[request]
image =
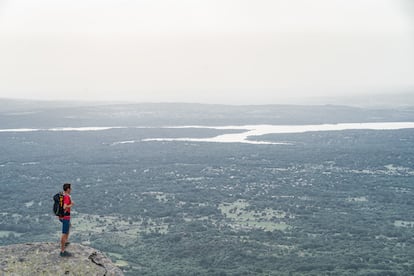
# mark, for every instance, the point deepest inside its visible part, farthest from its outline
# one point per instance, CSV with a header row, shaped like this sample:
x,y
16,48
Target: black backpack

EXERCISE DETAILS: Print every line of the data exactly. Pictures do not belong in the copy.

EXERCISE RESULT:
[request]
image =
# mark, for every instance, the point deepest inside its visible part, farthest from its outline
# one point per instance, CSV with a header row, shaped like this sample:
x,y
16,48
Target: black backpack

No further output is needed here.